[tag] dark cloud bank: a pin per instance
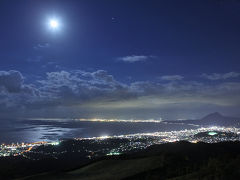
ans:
(81, 94)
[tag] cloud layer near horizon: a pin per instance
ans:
(81, 94)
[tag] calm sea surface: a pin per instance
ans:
(13, 131)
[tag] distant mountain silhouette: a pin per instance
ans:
(215, 119)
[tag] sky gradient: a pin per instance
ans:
(119, 59)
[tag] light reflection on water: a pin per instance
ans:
(37, 130)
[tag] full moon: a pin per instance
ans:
(54, 24)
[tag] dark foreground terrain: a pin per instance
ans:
(172, 161)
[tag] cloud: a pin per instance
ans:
(216, 76)
(85, 94)
(135, 58)
(172, 78)
(35, 59)
(41, 46)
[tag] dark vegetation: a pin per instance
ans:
(172, 161)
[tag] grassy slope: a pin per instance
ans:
(177, 161)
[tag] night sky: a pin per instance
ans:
(121, 59)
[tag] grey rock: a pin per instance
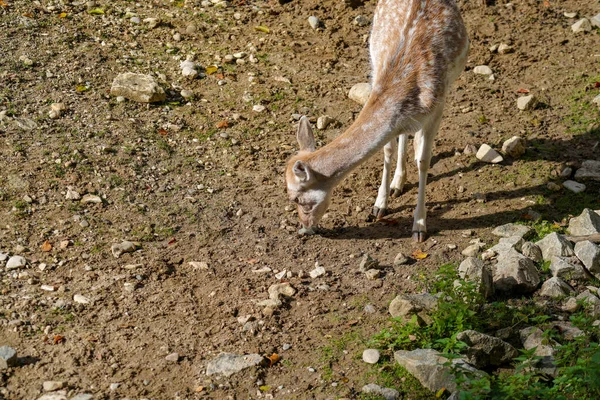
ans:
(525, 103)
(567, 268)
(314, 22)
(474, 270)
(505, 244)
(83, 396)
(51, 386)
(515, 273)
(532, 251)
(574, 187)
(590, 169)
(587, 223)
(91, 198)
(408, 305)
(60, 395)
(555, 244)
(281, 289)
(555, 288)
(581, 26)
(589, 254)
(489, 155)
(482, 70)
(360, 92)
(485, 350)
(16, 262)
(126, 246)
(568, 330)
(228, 363)
(371, 356)
(137, 87)
(509, 230)
(373, 274)
(386, 393)
(534, 337)
(427, 366)
(400, 259)
(367, 263)
(8, 357)
(514, 147)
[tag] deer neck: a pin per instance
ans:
(372, 129)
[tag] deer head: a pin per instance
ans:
(306, 187)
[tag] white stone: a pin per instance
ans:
(581, 26)
(482, 70)
(504, 48)
(314, 22)
(514, 147)
(489, 155)
(573, 186)
(590, 169)
(78, 298)
(360, 92)
(15, 262)
(555, 287)
(371, 356)
(318, 271)
(525, 103)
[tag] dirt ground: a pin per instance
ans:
(187, 188)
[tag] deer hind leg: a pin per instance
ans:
(400, 175)
(423, 148)
(380, 207)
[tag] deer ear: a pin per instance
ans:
(306, 139)
(301, 171)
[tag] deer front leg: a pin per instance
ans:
(423, 148)
(380, 207)
(400, 175)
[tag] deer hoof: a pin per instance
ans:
(396, 192)
(419, 237)
(379, 213)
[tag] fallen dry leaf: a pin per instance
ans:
(46, 247)
(419, 255)
(273, 359)
(262, 28)
(211, 69)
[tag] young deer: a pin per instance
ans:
(418, 48)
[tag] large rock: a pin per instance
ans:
(589, 254)
(567, 268)
(534, 337)
(485, 350)
(555, 244)
(515, 273)
(509, 230)
(360, 92)
(427, 366)
(489, 155)
(590, 169)
(137, 87)
(474, 270)
(587, 223)
(532, 251)
(8, 357)
(514, 147)
(228, 364)
(555, 288)
(407, 305)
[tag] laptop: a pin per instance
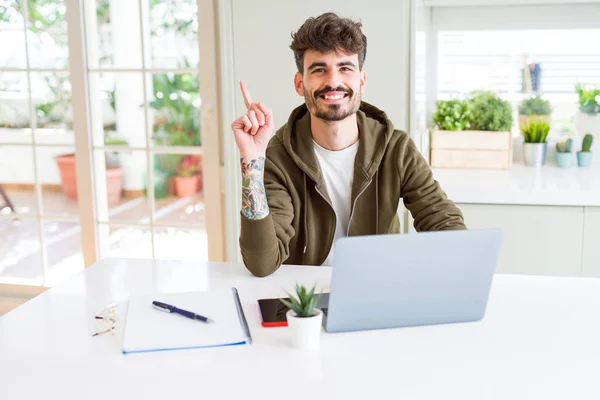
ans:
(402, 280)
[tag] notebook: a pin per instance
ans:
(148, 329)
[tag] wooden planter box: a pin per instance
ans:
(471, 149)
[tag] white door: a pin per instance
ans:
(125, 97)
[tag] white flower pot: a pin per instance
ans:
(305, 332)
(587, 123)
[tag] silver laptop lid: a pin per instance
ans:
(387, 281)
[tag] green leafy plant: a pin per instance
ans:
(489, 112)
(452, 115)
(112, 139)
(586, 145)
(589, 99)
(188, 167)
(536, 131)
(305, 303)
(564, 147)
(535, 105)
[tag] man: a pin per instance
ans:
(336, 168)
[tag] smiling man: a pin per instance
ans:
(337, 168)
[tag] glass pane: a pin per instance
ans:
(56, 172)
(47, 34)
(63, 247)
(14, 108)
(116, 35)
(177, 189)
(175, 110)
(174, 33)
(180, 244)
(119, 98)
(20, 259)
(17, 183)
(128, 242)
(125, 186)
(51, 93)
(12, 35)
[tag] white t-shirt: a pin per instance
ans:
(337, 168)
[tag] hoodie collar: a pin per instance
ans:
(375, 130)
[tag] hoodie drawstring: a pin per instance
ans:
(377, 202)
(305, 217)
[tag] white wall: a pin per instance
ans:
(262, 36)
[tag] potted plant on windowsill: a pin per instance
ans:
(114, 171)
(564, 157)
(472, 133)
(584, 157)
(534, 108)
(186, 181)
(535, 147)
(587, 119)
(303, 318)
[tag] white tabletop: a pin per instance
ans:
(548, 185)
(540, 339)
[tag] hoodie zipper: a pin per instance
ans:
(334, 215)
(354, 205)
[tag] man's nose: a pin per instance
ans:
(334, 79)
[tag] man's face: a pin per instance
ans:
(332, 84)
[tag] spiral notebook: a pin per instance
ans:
(148, 329)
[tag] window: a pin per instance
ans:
(494, 60)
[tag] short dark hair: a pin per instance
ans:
(327, 33)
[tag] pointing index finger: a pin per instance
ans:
(246, 94)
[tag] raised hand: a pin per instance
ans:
(252, 130)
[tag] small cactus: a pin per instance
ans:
(564, 147)
(569, 145)
(588, 139)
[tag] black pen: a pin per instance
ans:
(172, 309)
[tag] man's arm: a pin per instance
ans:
(422, 195)
(265, 222)
(254, 197)
(264, 242)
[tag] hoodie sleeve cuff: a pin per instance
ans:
(257, 235)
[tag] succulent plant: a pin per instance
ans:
(535, 105)
(588, 139)
(304, 305)
(535, 131)
(564, 147)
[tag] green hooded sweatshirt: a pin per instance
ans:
(300, 227)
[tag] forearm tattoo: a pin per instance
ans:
(254, 197)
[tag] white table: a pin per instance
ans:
(540, 339)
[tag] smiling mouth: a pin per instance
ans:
(333, 96)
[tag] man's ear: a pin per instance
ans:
(363, 80)
(298, 84)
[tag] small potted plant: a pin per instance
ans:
(452, 115)
(535, 134)
(303, 318)
(587, 118)
(584, 157)
(472, 133)
(564, 157)
(186, 181)
(534, 107)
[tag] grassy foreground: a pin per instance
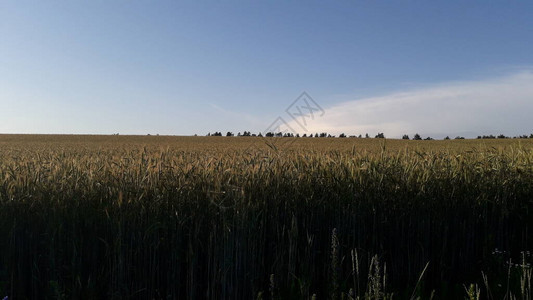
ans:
(159, 217)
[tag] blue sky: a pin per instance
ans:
(183, 67)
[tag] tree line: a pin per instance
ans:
(416, 137)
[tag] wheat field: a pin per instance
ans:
(162, 217)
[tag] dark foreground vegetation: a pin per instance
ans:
(195, 218)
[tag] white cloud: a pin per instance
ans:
(501, 105)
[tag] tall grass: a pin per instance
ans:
(213, 218)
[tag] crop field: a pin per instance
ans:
(159, 217)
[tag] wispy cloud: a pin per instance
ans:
(493, 106)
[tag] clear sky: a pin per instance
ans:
(184, 67)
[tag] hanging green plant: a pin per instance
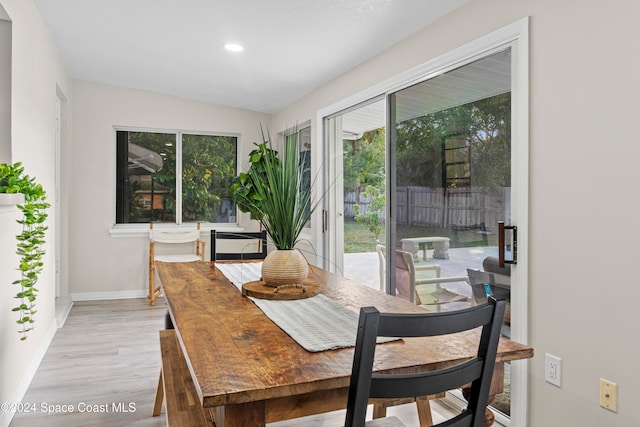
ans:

__________

Rescale the lines from the one containing "[tag] grassy foreground: a pin per instance" up to and including the last line of the records. Copy the requests unchanged, multiply every coordinate in the answers by 1.85, round to whole numbers with halves rounded up, and leave the pictures out.

▸ **Solved problem**
[tag] grassy foreground: a pin per instance
ans:
(294, 401)
[tag] blue sky: a pin per instance
ans:
(339, 124)
[tag] tree line: a pin per instance
ans:
(770, 253)
[tag] wheat field: a pin per instance
ans:
(300, 401)
[tag] dark foreground vegetation: a pin per instance
ans:
(361, 403)
[tag] white cloud: a pin per instance
ans:
(927, 194)
[tag] tall grass: a pin per instance
ans:
(394, 403)
[tag] crop field: a pin per instance
ans:
(294, 401)
[tag] wispy cloud: a pin per instance
ans:
(912, 196)
[tag] clear sky: a pin per instance
ans:
(340, 124)
[tag] hanging green plant: a pin per instance
ans:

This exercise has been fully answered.